[Records]

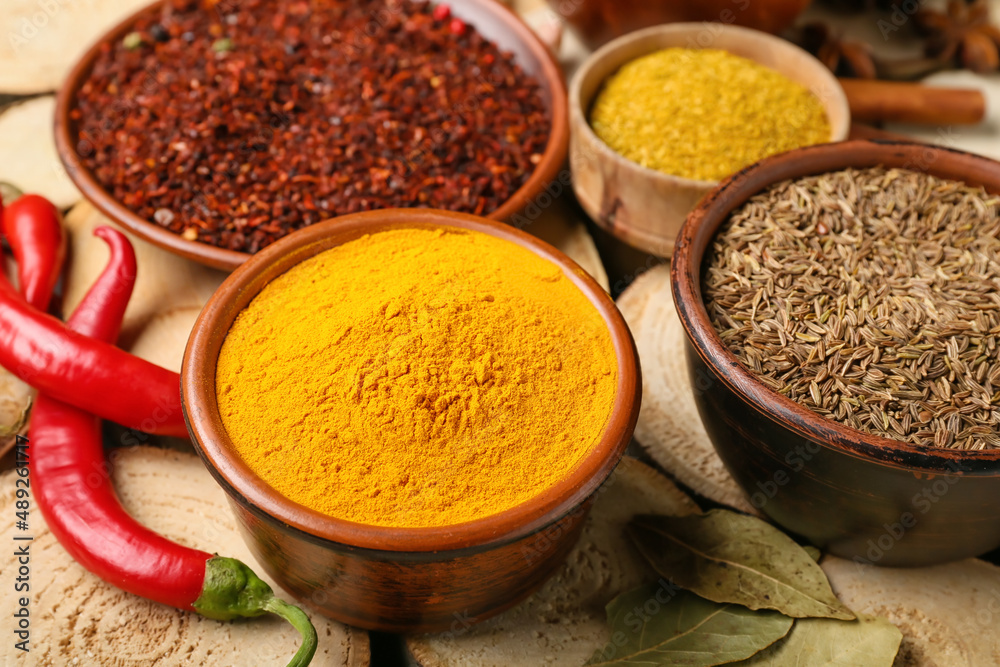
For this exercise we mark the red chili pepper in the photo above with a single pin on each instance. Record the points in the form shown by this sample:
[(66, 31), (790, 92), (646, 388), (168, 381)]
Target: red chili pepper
[(86, 373), (72, 486), (33, 228)]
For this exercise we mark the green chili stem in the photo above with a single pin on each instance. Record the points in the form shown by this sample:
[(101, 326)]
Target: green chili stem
[(231, 590), (300, 622)]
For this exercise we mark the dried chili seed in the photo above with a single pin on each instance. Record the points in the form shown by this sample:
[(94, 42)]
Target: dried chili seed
[(313, 110)]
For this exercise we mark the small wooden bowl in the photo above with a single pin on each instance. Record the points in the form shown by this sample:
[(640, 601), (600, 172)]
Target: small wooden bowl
[(398, 579), (856, 495), (644, 207), (493, 20)]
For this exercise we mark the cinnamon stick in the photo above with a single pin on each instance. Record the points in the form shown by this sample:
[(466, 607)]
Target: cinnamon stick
[(899, 102)]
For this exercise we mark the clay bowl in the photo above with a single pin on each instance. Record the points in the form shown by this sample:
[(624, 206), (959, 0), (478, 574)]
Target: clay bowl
[(398, 579), (855, 495), (598, 21), (644, 207), (492, 19)]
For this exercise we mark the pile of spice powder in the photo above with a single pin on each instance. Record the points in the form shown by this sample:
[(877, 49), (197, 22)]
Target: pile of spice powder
[(417, 377), (234, 123), (704, 113), (872, 297)]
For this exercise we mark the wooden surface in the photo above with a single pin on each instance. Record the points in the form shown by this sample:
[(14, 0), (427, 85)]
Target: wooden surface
[(645, 207), (77, 619), (670, 429)]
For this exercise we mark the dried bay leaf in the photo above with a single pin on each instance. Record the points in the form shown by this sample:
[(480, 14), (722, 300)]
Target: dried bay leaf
[(659, 624), (821, 642), (730, 557)]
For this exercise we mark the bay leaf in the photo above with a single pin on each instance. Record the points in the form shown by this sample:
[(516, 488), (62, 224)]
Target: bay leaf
[(660, 624), (821, 642), (730, 557)]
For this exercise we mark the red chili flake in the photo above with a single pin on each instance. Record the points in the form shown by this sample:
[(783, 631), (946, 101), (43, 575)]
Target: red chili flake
[(313, 110), (442, 13)]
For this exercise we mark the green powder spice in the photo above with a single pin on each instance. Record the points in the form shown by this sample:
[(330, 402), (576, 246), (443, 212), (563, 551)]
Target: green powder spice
[(704, 113)]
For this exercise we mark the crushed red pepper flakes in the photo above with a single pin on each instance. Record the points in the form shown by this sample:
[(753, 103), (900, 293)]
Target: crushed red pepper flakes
[(234, 122)]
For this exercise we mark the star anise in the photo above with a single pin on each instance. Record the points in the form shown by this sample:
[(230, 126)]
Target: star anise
[(962, 35)]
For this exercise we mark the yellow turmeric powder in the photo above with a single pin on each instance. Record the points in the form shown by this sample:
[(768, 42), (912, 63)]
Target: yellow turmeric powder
[(417, 377)]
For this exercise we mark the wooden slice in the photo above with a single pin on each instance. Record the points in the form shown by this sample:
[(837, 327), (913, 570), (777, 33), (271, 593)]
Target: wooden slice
[(78, 619), (948, 613), (669, 427), (28, 158), (559, 225), (169, 290), (42, 39), (564, 622)]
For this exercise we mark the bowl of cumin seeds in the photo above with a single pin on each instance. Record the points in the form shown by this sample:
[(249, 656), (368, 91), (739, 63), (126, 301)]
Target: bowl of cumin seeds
[(841, 305)]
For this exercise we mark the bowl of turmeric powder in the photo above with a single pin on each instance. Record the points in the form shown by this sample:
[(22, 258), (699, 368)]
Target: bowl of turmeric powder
[(411, 412)]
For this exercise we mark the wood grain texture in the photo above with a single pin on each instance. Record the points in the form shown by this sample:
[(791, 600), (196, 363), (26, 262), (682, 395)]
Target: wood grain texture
[(79, 619), (669, 427), (644, 207), (564, 622), (947, 613), (28, 157)]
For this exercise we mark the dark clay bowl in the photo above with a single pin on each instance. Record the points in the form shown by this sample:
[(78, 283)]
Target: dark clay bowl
[(491, 19), (855, 495), (398, 579)]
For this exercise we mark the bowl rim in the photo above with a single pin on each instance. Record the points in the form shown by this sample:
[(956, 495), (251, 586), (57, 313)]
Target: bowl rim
[(549, 78), (579, 116), (242, 485), (700, 228)]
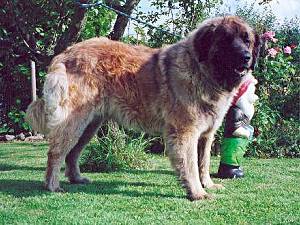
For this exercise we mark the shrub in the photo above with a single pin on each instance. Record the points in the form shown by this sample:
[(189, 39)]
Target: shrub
[(277, 115), (116, 150)]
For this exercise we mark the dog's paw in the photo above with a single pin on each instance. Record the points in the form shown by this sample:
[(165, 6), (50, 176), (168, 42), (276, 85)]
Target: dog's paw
[(216, 187), (80, 180), (199, 196)]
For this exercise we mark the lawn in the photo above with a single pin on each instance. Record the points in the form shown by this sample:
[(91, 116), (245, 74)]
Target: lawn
[(269, 194)]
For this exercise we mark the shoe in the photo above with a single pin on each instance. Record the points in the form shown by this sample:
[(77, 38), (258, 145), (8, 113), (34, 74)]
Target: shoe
[(229, 172)]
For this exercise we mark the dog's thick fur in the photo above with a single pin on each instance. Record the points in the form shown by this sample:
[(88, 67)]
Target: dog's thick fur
[(181, 91)]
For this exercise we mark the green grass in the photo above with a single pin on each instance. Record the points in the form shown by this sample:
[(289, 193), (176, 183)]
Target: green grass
[(269, 194)]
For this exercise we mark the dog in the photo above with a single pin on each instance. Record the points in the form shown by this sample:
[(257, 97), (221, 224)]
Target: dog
[(181, 91)]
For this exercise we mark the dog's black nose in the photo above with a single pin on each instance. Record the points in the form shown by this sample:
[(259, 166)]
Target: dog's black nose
[(247, 57)]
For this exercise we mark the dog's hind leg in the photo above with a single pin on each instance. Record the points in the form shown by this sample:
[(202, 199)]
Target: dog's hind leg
[(182, 151), (62, 139), (204, 149), (72, 166)]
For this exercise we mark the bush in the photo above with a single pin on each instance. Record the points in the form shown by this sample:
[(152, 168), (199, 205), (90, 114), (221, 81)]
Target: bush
[(277, 115), (116, 150)]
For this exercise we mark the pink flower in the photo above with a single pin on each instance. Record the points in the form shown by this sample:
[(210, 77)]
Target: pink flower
[(293, 46), (287, 50), (272, 52)]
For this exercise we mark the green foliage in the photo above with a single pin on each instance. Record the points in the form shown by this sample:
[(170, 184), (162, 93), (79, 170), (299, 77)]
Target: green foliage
[(98, 23), (277, 115), (116, 150), (178, 17)]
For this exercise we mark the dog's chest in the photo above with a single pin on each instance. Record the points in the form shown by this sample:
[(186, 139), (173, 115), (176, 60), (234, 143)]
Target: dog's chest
[(220, 108)]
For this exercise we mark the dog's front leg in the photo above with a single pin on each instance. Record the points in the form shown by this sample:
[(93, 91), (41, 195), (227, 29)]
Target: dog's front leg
[(182, 151), (204, 149)]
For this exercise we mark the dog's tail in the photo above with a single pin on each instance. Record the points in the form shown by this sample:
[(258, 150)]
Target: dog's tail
[(46, 113)]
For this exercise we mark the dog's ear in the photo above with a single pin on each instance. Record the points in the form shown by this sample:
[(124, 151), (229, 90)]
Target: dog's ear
[(203, 42), (255, 51)]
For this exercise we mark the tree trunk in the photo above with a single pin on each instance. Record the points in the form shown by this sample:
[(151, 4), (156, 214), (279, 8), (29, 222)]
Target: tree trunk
[(71, 35), (122, 21)]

[/Records]

> Try it
In the records above, find the line with "Target: pile of spice powder"; write out exactly that line and each one after it, stopping after the line with "[(480, 14), (722, 300)]".

> Result of the exercise
Target: pile of spice powder
[(417, 377), (234, 123), (704, 113), (872, 297)]
For this exercise we mark the wooden surface in the photo above with a single pin on each instance. Record the points in the form shown by this sample:
[(14, 0), (427, 85)]
Target: wooden surface
[(645, 207), (77, 619), (670, 429)]
For this exercise we mark the dried bay leaf in the photo above with a single pin on each instance. Record the points in the form shown by this sample:
[(480, 14), (722, 300)]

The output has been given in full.